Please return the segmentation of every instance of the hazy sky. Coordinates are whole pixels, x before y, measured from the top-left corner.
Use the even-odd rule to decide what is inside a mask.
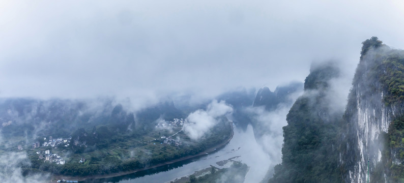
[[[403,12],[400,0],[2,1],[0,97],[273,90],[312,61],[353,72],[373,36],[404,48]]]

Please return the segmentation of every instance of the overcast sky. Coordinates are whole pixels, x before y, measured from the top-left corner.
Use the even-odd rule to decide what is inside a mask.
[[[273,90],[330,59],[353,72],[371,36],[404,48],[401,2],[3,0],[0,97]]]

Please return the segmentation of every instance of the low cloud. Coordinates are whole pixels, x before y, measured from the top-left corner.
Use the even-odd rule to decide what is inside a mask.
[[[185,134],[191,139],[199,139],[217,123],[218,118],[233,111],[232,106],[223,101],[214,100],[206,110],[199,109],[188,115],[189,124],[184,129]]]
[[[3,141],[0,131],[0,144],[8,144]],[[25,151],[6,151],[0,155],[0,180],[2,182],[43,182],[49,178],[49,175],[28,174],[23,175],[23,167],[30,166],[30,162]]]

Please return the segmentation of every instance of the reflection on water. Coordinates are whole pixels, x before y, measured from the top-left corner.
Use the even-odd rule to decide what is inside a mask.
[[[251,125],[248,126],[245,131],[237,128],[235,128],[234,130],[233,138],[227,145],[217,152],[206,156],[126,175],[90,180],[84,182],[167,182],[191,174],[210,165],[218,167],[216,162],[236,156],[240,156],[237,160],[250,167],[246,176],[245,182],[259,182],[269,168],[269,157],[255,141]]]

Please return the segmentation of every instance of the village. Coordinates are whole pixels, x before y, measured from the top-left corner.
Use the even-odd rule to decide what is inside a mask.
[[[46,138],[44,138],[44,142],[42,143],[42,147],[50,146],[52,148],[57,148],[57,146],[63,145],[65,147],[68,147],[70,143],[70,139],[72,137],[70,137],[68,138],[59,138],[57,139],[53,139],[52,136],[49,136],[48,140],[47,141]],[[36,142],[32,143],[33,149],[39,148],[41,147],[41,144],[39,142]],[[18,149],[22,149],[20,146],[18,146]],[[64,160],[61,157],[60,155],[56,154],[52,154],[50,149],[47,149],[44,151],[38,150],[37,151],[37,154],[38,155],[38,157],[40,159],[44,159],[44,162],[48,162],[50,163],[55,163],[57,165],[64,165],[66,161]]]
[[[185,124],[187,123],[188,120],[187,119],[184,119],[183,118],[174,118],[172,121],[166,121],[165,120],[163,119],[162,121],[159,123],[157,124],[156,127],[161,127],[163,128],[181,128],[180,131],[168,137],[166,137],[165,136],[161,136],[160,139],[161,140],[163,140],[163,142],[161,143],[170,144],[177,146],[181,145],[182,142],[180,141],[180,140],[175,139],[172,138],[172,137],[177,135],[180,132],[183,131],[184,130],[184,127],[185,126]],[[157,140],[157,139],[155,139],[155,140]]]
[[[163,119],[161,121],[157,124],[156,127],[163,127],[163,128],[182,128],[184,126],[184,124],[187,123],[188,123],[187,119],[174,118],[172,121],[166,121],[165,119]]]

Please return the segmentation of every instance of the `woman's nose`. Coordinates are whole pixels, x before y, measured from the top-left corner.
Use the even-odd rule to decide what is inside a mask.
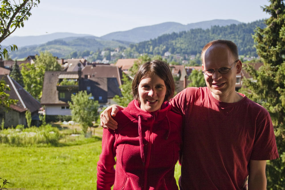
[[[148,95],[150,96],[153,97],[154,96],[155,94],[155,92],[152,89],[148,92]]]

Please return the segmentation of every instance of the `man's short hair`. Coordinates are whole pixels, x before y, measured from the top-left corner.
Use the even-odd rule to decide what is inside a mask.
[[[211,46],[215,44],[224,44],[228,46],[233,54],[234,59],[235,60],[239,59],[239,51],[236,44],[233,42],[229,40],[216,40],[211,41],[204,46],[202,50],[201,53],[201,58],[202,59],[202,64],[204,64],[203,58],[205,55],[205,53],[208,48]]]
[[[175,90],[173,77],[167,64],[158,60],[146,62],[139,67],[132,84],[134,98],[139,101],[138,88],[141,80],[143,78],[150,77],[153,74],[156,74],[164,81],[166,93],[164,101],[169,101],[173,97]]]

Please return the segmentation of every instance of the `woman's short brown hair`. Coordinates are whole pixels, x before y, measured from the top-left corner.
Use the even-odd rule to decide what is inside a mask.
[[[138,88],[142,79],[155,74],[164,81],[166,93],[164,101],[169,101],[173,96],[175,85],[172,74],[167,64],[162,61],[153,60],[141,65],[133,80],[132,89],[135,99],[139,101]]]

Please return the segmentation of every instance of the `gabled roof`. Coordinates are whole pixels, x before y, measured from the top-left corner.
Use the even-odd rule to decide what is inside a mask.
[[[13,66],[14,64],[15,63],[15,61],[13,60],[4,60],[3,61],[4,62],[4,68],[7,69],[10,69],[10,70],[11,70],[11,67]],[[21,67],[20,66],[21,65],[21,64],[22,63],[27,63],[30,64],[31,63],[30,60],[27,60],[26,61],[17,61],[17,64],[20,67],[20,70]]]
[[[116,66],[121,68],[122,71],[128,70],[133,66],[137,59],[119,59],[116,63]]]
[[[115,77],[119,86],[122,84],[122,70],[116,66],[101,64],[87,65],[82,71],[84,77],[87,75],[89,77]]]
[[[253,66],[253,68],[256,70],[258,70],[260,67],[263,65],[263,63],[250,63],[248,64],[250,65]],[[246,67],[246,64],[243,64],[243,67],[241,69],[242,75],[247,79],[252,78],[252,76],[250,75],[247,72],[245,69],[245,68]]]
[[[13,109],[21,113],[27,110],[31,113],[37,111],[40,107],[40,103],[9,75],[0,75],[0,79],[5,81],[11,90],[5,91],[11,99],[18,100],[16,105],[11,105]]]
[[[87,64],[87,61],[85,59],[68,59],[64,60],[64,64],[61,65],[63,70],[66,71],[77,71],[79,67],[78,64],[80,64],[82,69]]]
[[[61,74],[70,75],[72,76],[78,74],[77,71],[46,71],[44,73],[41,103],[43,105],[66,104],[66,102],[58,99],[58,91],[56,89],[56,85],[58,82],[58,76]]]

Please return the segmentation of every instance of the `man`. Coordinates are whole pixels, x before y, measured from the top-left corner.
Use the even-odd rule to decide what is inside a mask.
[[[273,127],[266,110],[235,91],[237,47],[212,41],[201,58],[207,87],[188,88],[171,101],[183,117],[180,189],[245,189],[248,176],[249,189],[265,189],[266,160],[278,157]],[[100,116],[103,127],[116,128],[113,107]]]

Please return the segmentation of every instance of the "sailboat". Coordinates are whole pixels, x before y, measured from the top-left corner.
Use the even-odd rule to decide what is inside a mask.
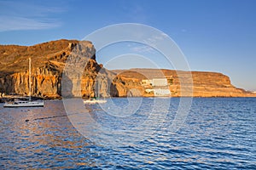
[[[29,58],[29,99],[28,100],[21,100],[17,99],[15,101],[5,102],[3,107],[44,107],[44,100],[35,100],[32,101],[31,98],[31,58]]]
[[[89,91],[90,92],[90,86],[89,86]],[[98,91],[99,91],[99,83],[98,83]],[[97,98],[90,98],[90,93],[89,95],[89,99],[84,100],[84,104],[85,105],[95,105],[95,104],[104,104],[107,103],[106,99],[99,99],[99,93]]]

++++++

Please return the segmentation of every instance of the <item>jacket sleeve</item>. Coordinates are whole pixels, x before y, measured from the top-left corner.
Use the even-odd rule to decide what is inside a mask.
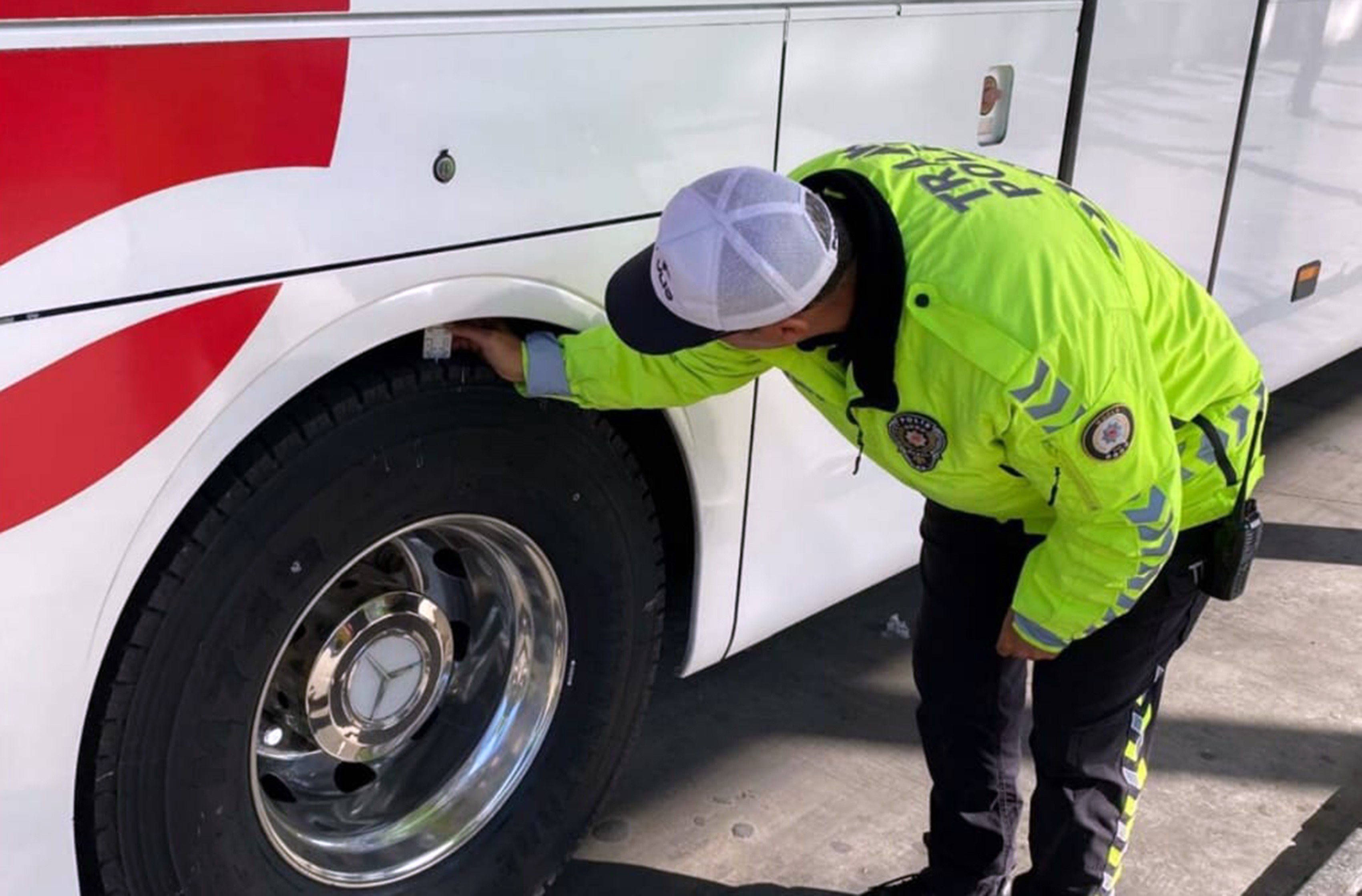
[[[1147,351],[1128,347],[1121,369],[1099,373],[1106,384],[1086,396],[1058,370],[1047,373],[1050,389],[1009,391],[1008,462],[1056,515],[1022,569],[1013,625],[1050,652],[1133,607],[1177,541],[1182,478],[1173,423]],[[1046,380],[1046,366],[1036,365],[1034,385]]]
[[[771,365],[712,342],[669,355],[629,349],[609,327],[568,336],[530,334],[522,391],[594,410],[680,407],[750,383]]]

++++++

What the exercise asks ▸ Count the lines of the data above that contain the string "hair", treating uppercase and lowercase letters as different, and give only the number.

Solution to this exercise ▸ 2